> Fragmento proporcionado:
____

La historia de esos días es tremenda porque parece diseñada por un coreógrafo de la muerte, de la locura y la irracionalidad. Con la guerra ya perdida, con los aliados que avanzaban desde Normandía a Berlín y desde Sicilia hacia el Rin; aún con el Ejército Rojo que pisaba ya las fronteras del Reich, el nazismo empezaba a devorarse a sí mismo en un gran paso de tragedia que tendría como escenario, en seis meses, las calles de la capital y los jardines de la Cancillería de Hitler.
Un héroe de dos guerras
Rommel era un gran héroe de la Segunda Guerra y lo había sido en la Primera. Había nacido el 15 de noviembre de 1891 a cuarenta y cinco kilómetros de Ulm. Un chico brillante, estudiante aventajado, soñó con ser ingeniero pero la negativa del padre, profesor de matemática, lo impulsó al Ejército. Su campaña militar, su personalidad, su carácter lo hacían admirado por sus soldados y por sus enemigos. Era un espartano: austero, rígido, inflexible, astuto, valiente, decidido. También era un espartano con cierto toque ateniense: tenía ambiciones políticas; ocultas, no dichas, encerradas bajo siete llaves, pero las tenía, en contraste con cierta visión romántica del mariscal al que algunos biógrafos se empeñan en describir como apolítico. Sus hazañas en las dos grandes guerras del siglo XX son capítulo aparte. Su relación con Hitler, no.
Lo había conocido gracias a su carácter de hierro, el de Rommel. En el interregno entre las dos guerras mundiales, fue instructor del Ejército y en parte estratega del arma de Infantería. En 1935 comandaba una unidad de tropas de montaña. En la Pascua de ese año, Hitler, que hacía dos años y tres meses era el poderoso canciller del Reich y lanzaba al nazismo a la conquista del poder total, iba a presidir un acto militar en el que el regimiento de Rommel formaría frente al jefe del Estado. La norma decía que una unidad de las SS estaría a cargo de la seguridad de Hitler y se apostaría entre las tropas de Rommel y el Führer. Rommel lo tomó como un insulto y dijo que no iba a plantar sus tropas si Hitler no se sentía seguro frente a sus soldados. Intervinieron Himmler y el jefe de la propaganda nazi, Joseph Goebbels, y las SS ni aparecieron por el acto. Hitler felicitó a Rommel, que salió airoso de su primer encontronazo con las SS.

____

> Material de origen:

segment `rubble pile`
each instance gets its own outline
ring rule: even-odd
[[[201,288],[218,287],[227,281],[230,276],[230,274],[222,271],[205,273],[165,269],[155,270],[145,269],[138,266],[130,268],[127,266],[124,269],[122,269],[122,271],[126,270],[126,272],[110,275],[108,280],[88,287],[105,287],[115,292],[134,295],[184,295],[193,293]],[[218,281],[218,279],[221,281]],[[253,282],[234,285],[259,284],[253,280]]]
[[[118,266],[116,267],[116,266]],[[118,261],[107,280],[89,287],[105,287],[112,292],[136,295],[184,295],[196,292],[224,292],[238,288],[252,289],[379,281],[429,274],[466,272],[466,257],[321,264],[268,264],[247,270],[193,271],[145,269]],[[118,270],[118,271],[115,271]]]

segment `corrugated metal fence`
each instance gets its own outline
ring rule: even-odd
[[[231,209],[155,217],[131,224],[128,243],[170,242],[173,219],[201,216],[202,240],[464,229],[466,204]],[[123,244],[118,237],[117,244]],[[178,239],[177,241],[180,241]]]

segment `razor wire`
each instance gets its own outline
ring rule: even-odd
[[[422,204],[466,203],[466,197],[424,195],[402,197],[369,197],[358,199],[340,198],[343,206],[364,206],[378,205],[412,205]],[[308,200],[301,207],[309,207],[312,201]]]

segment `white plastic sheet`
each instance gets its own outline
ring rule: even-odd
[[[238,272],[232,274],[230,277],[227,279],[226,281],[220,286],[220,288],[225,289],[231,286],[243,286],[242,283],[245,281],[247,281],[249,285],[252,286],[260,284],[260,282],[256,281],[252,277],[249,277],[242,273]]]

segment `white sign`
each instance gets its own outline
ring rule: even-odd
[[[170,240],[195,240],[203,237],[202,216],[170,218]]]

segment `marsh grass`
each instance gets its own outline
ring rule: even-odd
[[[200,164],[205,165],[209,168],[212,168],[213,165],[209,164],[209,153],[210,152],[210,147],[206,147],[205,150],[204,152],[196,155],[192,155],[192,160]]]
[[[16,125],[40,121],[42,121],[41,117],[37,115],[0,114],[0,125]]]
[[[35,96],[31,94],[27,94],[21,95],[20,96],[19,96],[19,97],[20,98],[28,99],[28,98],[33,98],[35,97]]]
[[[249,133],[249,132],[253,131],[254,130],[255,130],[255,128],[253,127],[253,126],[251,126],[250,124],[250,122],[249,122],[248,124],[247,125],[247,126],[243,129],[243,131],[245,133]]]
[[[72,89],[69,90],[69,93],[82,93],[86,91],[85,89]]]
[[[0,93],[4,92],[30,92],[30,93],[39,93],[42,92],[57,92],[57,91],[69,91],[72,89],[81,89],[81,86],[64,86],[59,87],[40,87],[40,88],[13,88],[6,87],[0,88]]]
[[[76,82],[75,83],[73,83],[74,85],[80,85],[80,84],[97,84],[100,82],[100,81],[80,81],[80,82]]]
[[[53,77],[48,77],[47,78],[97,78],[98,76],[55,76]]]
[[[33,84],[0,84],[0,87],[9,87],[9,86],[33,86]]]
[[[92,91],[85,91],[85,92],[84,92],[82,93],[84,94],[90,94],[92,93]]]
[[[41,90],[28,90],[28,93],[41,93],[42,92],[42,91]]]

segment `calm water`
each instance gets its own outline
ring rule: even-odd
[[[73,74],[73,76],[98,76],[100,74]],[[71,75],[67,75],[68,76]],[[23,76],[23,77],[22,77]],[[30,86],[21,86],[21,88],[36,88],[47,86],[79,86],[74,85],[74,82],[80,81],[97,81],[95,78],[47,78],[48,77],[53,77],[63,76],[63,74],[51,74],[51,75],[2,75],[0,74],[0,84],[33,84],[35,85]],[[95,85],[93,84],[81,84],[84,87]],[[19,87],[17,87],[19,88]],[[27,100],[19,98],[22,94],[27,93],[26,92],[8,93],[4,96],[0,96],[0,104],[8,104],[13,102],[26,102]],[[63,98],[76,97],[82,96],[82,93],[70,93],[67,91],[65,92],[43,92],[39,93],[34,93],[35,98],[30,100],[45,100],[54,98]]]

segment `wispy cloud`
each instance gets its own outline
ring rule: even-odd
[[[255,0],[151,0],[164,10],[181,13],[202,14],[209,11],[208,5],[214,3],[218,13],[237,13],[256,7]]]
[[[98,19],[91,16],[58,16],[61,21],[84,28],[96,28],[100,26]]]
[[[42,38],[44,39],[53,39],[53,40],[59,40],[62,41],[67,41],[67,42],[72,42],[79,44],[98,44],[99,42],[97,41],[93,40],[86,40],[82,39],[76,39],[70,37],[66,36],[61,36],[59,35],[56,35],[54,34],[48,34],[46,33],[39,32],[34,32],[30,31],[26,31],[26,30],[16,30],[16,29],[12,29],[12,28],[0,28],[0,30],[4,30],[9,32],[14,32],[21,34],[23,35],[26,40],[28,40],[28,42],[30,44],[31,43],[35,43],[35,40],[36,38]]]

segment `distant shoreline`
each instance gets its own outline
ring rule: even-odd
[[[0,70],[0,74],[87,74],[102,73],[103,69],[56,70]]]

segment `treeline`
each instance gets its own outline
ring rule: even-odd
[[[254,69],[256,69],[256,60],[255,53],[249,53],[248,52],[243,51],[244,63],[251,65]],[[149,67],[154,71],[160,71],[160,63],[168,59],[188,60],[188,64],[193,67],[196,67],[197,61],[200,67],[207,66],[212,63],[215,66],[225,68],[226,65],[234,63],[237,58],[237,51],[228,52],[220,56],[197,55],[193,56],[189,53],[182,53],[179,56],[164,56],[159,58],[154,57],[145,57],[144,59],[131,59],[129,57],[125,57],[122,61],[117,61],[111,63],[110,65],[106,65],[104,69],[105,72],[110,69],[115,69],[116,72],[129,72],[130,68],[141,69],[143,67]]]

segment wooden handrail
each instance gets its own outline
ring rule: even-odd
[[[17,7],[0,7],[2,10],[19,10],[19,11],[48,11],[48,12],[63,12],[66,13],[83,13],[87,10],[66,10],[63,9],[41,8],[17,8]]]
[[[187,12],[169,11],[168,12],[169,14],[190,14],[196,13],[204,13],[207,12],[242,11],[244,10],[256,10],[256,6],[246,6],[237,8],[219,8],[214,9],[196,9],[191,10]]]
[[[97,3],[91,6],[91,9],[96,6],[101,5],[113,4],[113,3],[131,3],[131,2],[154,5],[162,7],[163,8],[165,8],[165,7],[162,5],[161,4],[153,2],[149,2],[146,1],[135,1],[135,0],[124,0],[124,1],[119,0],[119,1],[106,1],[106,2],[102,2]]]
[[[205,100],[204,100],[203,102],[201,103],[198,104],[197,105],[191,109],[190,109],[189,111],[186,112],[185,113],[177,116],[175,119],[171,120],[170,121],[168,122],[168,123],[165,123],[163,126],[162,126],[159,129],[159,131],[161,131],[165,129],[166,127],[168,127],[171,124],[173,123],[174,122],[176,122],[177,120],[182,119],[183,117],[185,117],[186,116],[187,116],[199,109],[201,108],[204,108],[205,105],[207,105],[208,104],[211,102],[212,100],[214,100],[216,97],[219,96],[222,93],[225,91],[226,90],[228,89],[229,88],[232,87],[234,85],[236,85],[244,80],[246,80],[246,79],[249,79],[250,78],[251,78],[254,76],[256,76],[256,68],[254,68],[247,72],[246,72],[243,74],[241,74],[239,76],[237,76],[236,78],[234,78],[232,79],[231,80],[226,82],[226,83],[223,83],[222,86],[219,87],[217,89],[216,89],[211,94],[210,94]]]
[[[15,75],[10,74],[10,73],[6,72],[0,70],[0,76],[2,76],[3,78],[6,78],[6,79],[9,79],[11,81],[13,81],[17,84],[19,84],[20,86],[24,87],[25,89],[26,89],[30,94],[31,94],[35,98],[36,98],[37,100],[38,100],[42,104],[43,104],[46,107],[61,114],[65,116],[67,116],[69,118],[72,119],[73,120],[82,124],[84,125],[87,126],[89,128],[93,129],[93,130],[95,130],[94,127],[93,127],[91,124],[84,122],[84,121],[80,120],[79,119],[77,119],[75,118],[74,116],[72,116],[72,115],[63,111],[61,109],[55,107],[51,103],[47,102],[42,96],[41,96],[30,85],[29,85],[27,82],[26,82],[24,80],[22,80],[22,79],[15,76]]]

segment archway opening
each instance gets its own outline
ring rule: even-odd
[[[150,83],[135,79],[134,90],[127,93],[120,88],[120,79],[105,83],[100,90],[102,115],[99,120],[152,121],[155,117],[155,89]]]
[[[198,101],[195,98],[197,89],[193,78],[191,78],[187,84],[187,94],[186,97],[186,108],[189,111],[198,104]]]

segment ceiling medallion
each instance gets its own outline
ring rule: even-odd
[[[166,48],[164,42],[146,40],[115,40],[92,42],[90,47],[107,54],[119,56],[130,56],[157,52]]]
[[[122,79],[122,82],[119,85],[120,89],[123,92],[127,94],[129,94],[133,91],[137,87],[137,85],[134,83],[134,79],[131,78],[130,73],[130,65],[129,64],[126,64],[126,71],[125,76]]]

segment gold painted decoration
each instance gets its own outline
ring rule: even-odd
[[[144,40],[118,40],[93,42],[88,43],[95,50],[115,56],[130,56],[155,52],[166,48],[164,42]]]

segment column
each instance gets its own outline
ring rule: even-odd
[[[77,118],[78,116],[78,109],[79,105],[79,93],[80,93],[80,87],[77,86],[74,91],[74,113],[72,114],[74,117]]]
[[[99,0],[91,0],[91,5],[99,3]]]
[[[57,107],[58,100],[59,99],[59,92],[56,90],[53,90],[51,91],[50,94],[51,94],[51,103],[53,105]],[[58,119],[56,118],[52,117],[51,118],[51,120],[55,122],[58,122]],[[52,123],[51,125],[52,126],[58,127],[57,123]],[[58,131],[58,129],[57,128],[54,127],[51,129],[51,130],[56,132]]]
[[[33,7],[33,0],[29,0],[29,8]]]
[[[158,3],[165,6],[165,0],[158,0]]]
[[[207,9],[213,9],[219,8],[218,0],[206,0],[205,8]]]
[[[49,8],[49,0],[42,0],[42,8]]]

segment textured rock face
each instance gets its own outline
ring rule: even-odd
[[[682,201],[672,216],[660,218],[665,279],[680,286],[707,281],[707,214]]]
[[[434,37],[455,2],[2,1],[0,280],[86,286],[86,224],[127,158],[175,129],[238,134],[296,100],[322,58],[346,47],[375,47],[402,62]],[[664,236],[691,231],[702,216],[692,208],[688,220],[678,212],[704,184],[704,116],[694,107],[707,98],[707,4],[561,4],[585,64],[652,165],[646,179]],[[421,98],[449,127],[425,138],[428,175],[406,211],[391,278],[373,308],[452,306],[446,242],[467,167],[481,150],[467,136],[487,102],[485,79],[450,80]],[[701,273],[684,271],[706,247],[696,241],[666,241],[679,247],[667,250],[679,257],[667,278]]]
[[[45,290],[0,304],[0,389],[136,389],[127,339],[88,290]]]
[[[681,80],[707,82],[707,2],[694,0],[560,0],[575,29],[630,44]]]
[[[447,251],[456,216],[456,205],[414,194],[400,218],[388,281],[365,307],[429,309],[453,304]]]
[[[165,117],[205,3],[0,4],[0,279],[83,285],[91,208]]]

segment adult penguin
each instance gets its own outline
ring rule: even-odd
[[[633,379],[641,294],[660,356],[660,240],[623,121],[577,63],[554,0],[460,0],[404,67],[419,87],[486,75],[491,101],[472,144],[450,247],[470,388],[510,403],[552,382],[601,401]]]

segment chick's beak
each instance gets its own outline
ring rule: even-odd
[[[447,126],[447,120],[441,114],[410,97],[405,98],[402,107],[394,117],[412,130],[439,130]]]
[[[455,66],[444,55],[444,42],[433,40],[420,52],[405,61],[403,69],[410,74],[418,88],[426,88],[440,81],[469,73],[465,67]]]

____

> Tarea asignada:
Continúe el fragmento sobre Rommel y su relación con Hitler a partir de su última oración.

> Resultado obtenido:
En 1937 escribió su único libro: “La infantería ataca” que se tradujo a varios idiomas, fue lectura obligatoria en las academias militares y tuvo un lector entusiasta: Hitler. El Führer nombró a Rommel jefe del su guardia personal, con lo que el trato entre ambos se hizo cotidiano. El 1 de agosto de 1939, a un mes del estallido de la Segunda Guerra, Rommel fue ascendido a mayor general y destinado al Cuartel General de Hitler como Jefe de Seguridad.
Lo que Rommel vio en
Hitler en aquellos instantes iniciales de la guerra, lo deslumbró: seguridad en sus ideales, valor personal, dotes de mando, obediencia a sus impulsos ante la posición más conservadora de sus jefes militares. Rommel acaso no conoció al Hitler histérico, furioso, obstinado, irracional fanático que ya era, y que surgiría con más fuerza, cuando la suerte de la guerra tornara en su contra.